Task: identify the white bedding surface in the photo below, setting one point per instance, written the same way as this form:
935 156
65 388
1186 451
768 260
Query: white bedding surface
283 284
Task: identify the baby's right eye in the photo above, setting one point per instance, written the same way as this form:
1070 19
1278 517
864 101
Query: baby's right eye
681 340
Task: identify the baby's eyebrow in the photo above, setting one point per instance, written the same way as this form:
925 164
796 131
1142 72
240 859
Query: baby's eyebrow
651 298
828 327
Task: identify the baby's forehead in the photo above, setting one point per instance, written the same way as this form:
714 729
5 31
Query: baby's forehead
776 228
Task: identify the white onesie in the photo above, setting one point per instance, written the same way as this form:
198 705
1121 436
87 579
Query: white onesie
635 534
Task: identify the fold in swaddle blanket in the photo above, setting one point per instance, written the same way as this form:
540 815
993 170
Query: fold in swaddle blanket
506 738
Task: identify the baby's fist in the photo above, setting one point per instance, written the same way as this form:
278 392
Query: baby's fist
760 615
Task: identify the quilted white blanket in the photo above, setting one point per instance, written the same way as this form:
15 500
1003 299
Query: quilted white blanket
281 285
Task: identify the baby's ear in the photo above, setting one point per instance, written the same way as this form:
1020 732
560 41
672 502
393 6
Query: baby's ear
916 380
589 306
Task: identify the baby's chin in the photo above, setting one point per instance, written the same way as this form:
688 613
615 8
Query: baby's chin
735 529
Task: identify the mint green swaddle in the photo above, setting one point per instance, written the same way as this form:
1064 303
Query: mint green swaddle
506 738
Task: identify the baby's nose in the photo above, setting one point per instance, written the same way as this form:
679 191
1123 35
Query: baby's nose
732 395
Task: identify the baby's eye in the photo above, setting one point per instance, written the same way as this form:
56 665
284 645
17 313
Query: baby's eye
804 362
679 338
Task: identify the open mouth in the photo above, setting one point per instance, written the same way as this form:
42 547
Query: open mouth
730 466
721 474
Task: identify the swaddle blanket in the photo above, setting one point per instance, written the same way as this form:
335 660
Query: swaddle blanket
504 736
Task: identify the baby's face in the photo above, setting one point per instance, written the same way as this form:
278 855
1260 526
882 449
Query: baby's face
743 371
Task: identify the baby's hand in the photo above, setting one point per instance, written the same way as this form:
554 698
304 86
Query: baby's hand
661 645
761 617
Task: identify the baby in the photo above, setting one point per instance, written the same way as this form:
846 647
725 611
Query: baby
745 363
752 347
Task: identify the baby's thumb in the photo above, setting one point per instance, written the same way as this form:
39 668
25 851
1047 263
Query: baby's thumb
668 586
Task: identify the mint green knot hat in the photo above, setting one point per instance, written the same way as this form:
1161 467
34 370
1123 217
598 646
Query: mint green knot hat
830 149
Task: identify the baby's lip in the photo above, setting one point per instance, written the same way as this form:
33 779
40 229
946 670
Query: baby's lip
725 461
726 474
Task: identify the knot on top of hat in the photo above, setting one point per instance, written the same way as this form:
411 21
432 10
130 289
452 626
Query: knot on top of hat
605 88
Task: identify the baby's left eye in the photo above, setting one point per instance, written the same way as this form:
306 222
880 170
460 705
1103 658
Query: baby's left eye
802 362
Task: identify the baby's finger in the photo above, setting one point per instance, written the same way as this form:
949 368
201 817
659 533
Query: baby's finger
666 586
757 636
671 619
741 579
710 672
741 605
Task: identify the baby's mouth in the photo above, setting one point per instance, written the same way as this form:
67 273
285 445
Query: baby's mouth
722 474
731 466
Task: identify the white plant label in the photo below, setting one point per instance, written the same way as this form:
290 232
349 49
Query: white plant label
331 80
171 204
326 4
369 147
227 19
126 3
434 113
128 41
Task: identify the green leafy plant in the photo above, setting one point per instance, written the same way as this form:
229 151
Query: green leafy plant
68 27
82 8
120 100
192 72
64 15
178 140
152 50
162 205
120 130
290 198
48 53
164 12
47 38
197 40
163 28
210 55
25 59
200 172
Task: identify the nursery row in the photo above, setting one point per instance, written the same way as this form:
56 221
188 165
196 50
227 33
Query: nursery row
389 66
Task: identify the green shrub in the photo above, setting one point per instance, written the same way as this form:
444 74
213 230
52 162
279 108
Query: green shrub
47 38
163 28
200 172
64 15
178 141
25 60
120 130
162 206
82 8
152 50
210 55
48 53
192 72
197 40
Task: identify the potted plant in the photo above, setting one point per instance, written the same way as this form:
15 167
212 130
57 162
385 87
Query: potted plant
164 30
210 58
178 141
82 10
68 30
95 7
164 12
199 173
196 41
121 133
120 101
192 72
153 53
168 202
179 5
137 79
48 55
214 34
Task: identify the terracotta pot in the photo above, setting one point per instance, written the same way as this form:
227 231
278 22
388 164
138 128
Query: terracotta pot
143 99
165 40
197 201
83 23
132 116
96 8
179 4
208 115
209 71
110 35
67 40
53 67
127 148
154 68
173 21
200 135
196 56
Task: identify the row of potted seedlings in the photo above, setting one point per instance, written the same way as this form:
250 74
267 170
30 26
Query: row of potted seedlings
^^^^^^^^^^^^^^^^
- _What the task asks_
Which of the lines above include the word "seedlings"? Copy each of them.

- _The answer_
Task: identify the row of potted seedlings in the photo above, setting one point per instance, written the same way as this form:
Query: row of potted seedlings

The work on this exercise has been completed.